(STATED PROBLEM A)
According to the Peabody Energy bankruptcy article, which mine in Sullivan County does the company call the largest surface mine in the eastern United States?
(STATED PROBLEM B)
From the Peabody Energy bankruptcy article, reproduce word for word the passage that starts with "ST. LOUIS, Missouri" and ends with "profitable in 2015.".
(STATED PROBLEM C)
Write the next few sentences of the Peabody Energy bankruptcy article, starting right after its final sentence.

ST. LOUIS, Missouri -

The world's largest coal mining company, which has six mines in Indiana, has filed for Chapter 11 bankruptcy protection. Missouri-based Peabody Energy Corp. (NYSE: BTU) Chief Executive Officer Glenn Kellow says the move comes "amid a historically challenged industry backdrop." The company alluded to the potential filing last month, citing massive debt. The Indiana portfolio includes the Bear Run Mine in Sullivan County, which Peabody says is the largest surface mine in the eastern United States.

Coal prices on the global market have been off for some time. Compounding troubled economic issues is the obligations related to Peabody's 2011 acquisition of McArthur Coal in Australia, which was valued at $5.2 billion. The Australian operations are not included in the bankruptcy filing. Peabody says all U.S. mines were profitable in 2015.

(ITEMS)
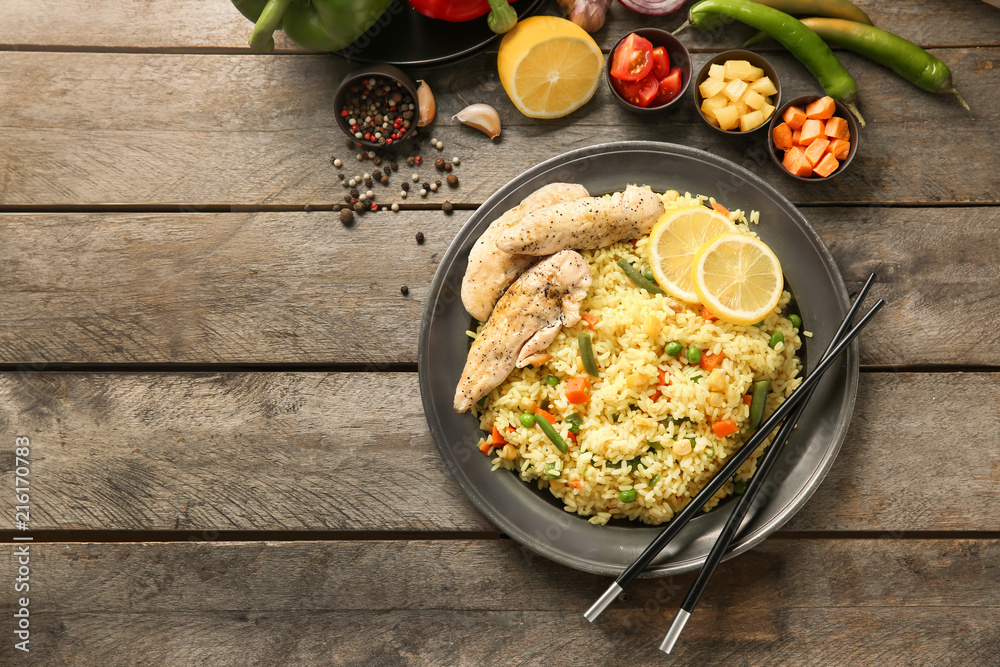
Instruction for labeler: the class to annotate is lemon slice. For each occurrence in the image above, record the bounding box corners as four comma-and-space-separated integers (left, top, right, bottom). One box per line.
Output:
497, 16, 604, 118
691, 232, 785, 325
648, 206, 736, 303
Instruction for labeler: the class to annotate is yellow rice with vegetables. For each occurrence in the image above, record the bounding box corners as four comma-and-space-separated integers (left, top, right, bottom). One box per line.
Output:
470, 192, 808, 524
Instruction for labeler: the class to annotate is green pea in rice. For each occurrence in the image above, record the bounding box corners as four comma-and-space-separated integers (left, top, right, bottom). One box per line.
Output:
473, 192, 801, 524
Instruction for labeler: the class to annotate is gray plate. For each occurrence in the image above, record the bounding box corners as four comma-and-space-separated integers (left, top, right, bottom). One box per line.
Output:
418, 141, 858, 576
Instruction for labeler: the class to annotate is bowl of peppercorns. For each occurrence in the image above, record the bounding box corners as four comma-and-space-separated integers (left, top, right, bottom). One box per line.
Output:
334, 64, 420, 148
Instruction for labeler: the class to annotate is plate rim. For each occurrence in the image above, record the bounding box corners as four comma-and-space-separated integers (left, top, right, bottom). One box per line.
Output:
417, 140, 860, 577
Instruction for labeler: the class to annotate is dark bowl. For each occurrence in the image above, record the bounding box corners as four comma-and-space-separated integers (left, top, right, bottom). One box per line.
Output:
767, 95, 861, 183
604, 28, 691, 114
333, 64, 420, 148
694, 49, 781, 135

--

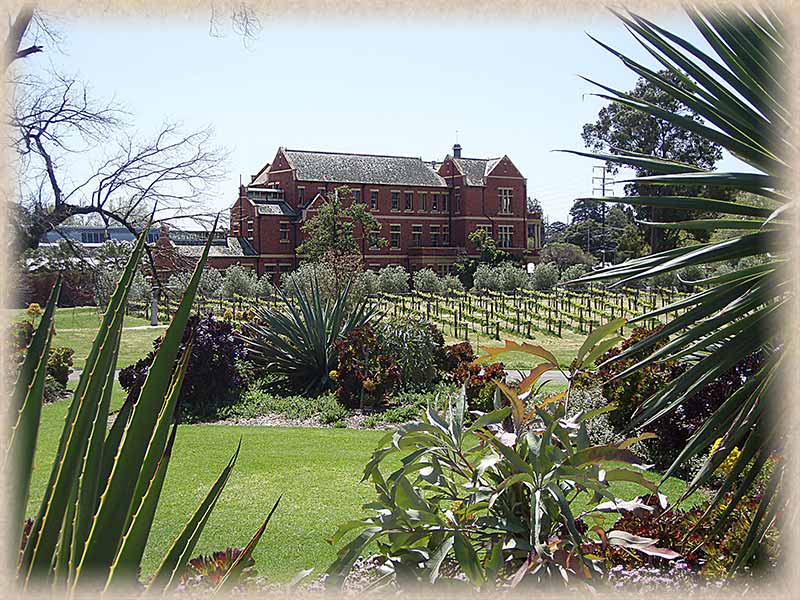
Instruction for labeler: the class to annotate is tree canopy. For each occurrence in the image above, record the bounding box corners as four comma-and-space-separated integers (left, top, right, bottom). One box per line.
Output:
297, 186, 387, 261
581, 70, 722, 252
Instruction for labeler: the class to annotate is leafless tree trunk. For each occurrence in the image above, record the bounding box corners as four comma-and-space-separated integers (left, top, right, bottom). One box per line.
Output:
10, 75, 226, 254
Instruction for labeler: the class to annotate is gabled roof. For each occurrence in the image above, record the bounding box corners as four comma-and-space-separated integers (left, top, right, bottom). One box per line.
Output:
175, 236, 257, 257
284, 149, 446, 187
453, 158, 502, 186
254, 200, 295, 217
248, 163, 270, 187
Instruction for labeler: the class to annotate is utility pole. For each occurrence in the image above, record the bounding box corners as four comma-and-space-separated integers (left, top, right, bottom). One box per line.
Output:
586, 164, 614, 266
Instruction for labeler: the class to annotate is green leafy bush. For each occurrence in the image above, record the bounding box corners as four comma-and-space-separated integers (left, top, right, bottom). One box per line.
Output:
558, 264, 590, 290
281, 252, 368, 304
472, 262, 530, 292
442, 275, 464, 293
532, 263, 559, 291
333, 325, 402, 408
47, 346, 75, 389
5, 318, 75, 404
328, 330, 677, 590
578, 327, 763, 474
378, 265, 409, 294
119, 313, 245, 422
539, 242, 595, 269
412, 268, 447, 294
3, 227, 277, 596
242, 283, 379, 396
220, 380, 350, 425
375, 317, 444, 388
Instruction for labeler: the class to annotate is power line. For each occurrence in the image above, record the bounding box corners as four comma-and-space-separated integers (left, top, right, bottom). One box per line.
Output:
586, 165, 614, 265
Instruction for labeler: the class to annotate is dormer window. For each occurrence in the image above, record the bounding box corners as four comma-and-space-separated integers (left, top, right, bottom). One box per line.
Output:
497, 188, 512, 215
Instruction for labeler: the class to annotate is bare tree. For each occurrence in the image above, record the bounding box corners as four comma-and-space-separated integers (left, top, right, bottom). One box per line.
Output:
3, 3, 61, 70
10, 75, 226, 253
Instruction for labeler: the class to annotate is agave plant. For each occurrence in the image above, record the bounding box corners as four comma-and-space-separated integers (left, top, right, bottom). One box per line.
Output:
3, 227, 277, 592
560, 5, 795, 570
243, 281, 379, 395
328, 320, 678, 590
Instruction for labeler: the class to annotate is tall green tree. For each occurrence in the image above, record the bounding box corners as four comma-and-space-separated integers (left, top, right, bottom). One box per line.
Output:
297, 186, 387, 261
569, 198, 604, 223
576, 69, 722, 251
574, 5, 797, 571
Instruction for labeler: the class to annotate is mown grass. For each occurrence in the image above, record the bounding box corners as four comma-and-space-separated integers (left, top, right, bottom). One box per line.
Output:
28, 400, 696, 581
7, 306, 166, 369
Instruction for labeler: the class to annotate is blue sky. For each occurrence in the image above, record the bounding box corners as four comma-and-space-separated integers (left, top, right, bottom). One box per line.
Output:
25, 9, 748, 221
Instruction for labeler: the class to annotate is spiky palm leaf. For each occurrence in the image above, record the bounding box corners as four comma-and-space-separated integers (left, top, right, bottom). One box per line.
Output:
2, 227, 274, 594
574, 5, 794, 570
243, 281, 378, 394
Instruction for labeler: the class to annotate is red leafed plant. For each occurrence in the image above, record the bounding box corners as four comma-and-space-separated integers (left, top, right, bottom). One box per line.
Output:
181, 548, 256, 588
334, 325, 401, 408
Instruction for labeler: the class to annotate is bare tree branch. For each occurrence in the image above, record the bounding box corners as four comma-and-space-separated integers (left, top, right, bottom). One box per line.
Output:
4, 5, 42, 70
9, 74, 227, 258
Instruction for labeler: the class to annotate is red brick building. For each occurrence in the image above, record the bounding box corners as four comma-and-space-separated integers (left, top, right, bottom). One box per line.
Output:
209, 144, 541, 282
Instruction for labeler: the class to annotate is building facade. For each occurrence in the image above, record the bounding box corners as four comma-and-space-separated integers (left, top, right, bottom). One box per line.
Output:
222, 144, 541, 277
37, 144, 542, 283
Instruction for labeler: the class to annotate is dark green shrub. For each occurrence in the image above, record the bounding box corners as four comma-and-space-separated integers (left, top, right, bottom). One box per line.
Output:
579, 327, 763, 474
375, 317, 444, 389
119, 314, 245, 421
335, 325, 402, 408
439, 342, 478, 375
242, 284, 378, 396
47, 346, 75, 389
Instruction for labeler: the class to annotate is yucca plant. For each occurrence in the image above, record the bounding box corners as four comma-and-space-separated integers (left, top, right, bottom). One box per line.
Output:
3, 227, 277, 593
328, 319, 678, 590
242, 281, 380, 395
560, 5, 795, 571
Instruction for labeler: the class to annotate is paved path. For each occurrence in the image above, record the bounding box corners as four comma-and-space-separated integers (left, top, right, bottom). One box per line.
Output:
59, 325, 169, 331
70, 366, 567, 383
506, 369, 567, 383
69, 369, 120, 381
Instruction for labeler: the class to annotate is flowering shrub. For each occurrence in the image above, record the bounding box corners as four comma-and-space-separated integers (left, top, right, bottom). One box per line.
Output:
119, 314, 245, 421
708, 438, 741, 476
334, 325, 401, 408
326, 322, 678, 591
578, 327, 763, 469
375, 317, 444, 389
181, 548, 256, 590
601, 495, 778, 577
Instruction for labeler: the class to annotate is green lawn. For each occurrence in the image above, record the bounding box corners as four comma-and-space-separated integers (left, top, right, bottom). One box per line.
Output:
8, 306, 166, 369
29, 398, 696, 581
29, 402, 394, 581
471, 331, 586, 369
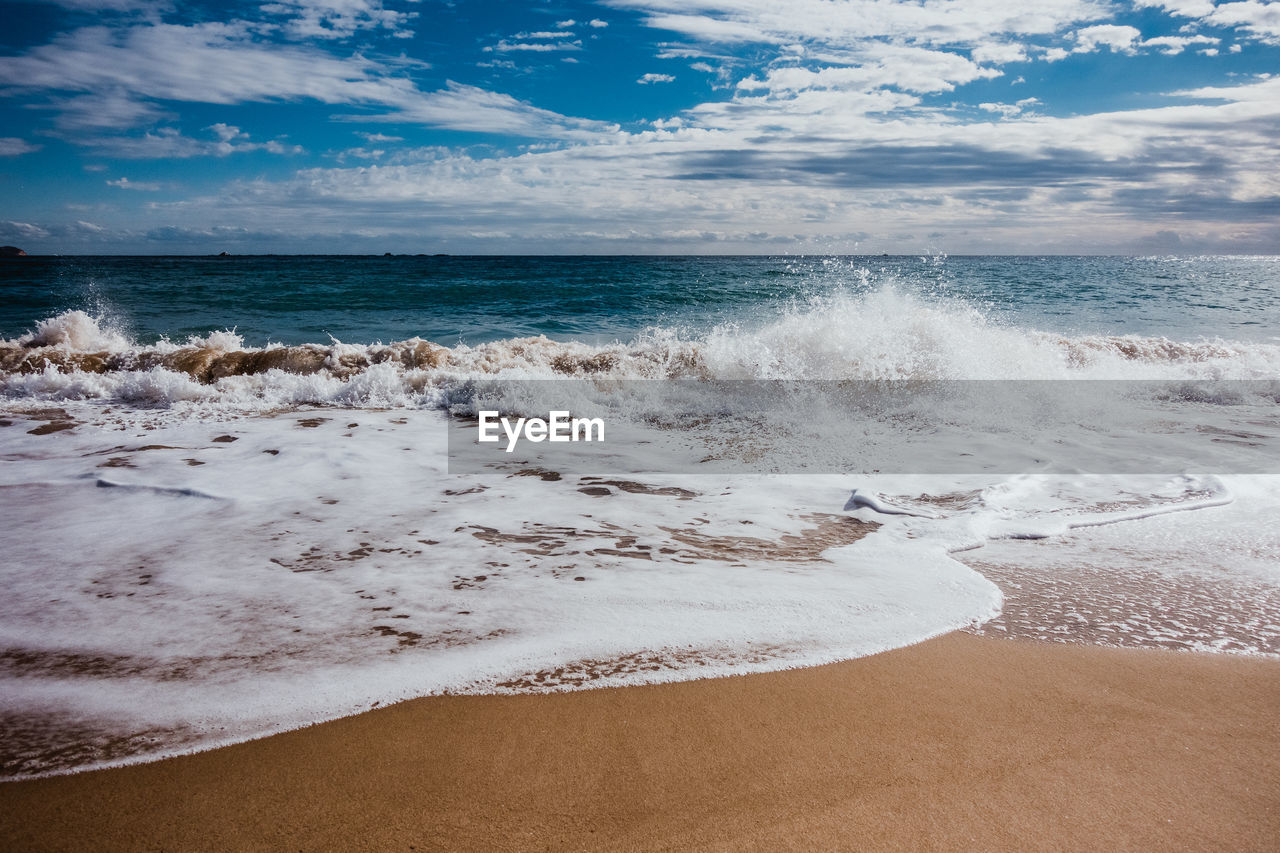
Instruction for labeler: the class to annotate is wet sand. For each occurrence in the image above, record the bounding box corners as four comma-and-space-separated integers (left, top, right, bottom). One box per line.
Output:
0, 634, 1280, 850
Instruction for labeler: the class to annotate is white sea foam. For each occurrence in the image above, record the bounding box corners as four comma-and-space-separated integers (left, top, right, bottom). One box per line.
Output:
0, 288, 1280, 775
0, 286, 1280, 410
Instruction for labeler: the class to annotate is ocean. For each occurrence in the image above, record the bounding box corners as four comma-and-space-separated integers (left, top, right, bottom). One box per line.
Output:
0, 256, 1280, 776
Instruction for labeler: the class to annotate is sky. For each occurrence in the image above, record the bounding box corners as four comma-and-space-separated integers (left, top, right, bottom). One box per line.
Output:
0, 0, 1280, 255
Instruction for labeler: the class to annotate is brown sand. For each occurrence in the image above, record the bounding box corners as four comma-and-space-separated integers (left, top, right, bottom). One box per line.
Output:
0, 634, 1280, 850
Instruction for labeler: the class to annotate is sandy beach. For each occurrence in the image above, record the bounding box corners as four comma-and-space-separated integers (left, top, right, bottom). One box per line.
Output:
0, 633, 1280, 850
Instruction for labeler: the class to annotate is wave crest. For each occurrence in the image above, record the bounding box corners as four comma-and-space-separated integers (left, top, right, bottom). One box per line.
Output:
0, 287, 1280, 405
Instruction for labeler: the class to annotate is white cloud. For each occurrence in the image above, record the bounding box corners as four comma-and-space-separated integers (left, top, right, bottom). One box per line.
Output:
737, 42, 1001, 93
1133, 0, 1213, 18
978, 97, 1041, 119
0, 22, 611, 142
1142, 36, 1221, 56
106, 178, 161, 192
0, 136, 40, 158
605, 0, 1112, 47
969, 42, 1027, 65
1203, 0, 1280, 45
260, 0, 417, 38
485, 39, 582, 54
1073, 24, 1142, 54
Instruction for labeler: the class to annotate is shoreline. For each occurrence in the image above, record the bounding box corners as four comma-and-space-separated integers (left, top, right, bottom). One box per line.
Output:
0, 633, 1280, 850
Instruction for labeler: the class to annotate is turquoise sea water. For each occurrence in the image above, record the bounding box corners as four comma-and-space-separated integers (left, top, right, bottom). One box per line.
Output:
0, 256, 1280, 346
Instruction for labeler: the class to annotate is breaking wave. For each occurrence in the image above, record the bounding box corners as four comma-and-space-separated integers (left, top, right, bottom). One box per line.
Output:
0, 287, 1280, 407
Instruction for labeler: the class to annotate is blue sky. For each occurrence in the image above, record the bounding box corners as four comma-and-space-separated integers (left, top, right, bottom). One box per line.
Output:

(EXERCISE RESPONSE A)
The Bear Run Mine.

(EXERCISE RESPONSE B)
ST. LOUIS, Missouri -

The world's largest coal mining company, which has six mines in Indiana, has filed for Chapter 11 bankruptcy protection. Missouri-based Peabody Energy Corp. (NYSE: BTU) Chief Executive Officer Glenn Kellow says the move comes "amid a historically challenged industry backdrop." The company alluded to the potential filing last month, citing massive debt. The Indiana portfolio includes the Bear Run Mine in Sullivan County, which Peabody says is the largest surface mine in the eastern United States.

Coal prices on the global market have been off for some time. Compounding troubled economic issues is the obligations related to Peabody's 2011 acquisition of McArthur Coal in Australia, which was valued at $5.2 billion. The Australian operations are not included in the bankruptcy filing. Peabody says all U.S. mines were profitable in 2015.

(EXERCISE RESPONSE C)
The company's filing with the U.S. Securities and Exchange Commission is through the U.S. Bankruptcy Court for the Eastern District of Missouri. It details $800 million in debtor-in-possession financing through a Citigroup-led lender group. The package involves $500 million in senior secured debtor-in-possession term loan facility, $100 million senior secured debtor-in-possession L/C facility and $200 million bonding accommodation facility.

Peabody says operations are expected to "continue in ordinary course of business." The company reported a loss last year totaling more than $2 billion.

It operates six mines in Sullivan, Gibson and Warrick counties, including: eight-ton-capacity Bear Run (located near Carlisle), Francisco Underground, three mines (north, south and central) in the Somerville system in Gibson County and Wild Boar in Lynnville.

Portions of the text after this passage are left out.